### Given problem
Reproduce every item below line for line, with nothing altered.

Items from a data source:
== == ==

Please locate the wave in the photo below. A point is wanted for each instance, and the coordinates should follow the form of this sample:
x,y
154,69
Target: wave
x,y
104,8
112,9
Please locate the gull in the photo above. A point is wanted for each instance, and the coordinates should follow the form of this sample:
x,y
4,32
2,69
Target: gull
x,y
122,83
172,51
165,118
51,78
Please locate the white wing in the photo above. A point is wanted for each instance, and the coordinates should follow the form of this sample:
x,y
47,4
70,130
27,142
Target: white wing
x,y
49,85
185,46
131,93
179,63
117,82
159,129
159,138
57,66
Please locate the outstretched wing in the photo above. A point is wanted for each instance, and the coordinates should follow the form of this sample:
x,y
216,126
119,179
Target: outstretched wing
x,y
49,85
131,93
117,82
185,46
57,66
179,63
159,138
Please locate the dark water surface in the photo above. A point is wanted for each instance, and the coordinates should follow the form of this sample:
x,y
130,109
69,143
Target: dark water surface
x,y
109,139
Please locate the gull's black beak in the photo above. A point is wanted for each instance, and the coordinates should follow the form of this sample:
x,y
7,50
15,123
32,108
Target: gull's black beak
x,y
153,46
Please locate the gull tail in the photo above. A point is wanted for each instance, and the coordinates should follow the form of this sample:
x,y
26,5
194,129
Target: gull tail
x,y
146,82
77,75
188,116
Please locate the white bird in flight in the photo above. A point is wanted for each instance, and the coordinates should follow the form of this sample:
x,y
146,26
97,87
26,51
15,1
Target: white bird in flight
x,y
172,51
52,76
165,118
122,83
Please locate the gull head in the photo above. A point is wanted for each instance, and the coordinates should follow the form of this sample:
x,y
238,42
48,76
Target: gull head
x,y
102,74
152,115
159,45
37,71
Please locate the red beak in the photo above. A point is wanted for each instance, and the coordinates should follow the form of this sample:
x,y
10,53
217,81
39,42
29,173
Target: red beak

== == ==

### Correct answer
Please locate the wave in the photo below. A point is wanted for each instance, and the coordinates should follow the form of this sample:
x,y
154,69
Target: wave
x,y
104,8
112,9
Please locate the gull in the photo above. A point is wanted for each instance, and the coordinates should follow the form of this sample:
x,y
4,32
2,69
Target: gull
x,y
122,83
172,51
165,118
51,78
Please locate the white wing in the photo above. A point is wanted for each instance, and the coordinates should follow the form of this sample:
x,y
47,4
70,130
27,142
Target: white wing
x,y
49,85
185,46
131,93
179,63
117,82
159,129
159,138
57,66
Please locate the outstretched wing in the photo above. A point is wanted for each instance, and the coordinates should follow the form of this sample:
x,y
216,126
119,179
Target: outstretched wing
x,y
49,85
131,93
117,82
185,46
57,66
179,63
159,138
Please locate the dark water surface in the photo above. A point is wanted for each instance, and the coordinates should follow the form of this sample:
x,y
130,109
69,143
Target: dark water surface
x,y
109,139
Please locate the gull's black beak in the photo above. A point is wanted for each instance, and the coordinates should follow the form of this sample:
x,y
7,50
15,123
32,108
Target: gull's black beak
x,y
153,46
Please locate the gull tail in the photo above. A point is wanted for each instance, and the coordinates should follow the form of this sample:
x,y
26,5
194,129
Target: gull tail
x,y
146,82
77,75
188,116
Please locate the white bird in flight in the photo above. A point is wanted for each instance, and the coordinates should follow the form of this sample:
x,y
146,26
97,87
26,51
15,1
Target: white bird in flight
x,y
172,51
52,76
165,118
122,83
Please locate the gull head in the photo above. A point is wanted for each instance, and the coordinates should follow the form of this sample:
x,y
238,42
48,76
Target: gull head
x,y
102,74
152,115
159,45
37,71
Please locate the red beak in the photo above. A point is wanted for each instance, and the coordinates should follow the form of this sample:
x,y
10,53
217,81
39,42
29,173
Target: red beak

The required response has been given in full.